**DIRECTION**
Please rename "tall tree trunk" to "standing tree trunk" in the entries from the first line to the line with "x=341, y=457", both included, and give back only those lines with everything else unchanged.

▼

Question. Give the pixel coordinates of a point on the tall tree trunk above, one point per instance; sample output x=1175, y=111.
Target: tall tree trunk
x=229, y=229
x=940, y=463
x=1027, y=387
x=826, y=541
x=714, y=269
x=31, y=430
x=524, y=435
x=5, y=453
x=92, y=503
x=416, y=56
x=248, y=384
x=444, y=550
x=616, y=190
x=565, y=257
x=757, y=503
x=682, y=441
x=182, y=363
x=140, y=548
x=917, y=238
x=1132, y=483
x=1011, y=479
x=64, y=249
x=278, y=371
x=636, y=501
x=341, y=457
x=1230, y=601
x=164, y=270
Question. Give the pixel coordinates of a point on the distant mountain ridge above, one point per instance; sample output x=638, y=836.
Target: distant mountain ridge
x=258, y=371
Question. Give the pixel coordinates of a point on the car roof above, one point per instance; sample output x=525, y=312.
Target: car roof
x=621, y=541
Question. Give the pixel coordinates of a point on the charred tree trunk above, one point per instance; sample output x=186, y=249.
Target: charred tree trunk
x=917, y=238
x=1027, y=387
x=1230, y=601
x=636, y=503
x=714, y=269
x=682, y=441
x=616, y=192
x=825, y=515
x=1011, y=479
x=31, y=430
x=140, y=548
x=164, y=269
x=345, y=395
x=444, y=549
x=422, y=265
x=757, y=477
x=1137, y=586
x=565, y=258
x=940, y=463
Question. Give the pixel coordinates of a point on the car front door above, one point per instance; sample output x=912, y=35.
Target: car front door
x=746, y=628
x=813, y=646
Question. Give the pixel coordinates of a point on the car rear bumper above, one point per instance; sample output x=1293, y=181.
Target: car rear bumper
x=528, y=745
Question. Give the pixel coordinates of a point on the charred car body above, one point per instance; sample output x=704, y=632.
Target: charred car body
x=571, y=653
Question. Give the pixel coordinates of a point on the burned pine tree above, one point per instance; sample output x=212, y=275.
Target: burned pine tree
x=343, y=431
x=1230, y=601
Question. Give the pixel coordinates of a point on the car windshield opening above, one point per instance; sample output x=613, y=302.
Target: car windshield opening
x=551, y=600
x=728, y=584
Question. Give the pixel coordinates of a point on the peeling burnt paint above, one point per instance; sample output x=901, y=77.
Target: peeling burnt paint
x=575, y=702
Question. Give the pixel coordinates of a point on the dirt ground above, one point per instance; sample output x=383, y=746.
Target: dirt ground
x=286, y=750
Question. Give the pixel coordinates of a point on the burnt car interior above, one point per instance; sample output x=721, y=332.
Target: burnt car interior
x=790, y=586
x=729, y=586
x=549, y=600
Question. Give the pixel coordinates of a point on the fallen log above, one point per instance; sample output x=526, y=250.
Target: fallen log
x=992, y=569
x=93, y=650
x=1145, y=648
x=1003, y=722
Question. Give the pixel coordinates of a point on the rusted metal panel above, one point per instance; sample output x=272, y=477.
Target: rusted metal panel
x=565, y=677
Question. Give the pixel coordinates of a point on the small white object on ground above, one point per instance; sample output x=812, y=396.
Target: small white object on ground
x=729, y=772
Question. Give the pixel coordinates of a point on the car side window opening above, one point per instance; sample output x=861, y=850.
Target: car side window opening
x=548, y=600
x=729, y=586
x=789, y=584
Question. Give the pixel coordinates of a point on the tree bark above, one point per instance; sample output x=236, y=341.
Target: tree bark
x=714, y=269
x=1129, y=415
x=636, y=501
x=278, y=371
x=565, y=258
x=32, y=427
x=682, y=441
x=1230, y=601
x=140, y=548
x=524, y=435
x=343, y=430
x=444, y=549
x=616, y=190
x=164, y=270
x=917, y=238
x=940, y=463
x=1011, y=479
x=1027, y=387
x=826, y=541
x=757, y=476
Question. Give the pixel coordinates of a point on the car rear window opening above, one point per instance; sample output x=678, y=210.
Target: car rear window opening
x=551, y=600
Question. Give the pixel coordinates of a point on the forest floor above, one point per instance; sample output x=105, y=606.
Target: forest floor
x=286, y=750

▲

**SOLUTION BELOW**
Question. Give the pixel coordinates of a point on the standing tree trunk above, one point per instance; sample output x=1175, y=111.
Target: standing tree trunk
x=229, y=229
x=940, y=463
x=1027, y=387
x=826, y=541
x=714, y=269
x=31, y=430
x=524, y=435
x=5, y=453
x=92, y=503
x=416, y=56
x=248, y=384
x=444, y=550
x=616, y=190
x=565, y=257
x=757, y=503
x=682, y=441
x=182, y=363
x=140, y=548
x=917, y=238
x=1132, y=483
x=1011, y=479
x=64, y=249
x=278, y=371
x=636, y=501
x=341, y=457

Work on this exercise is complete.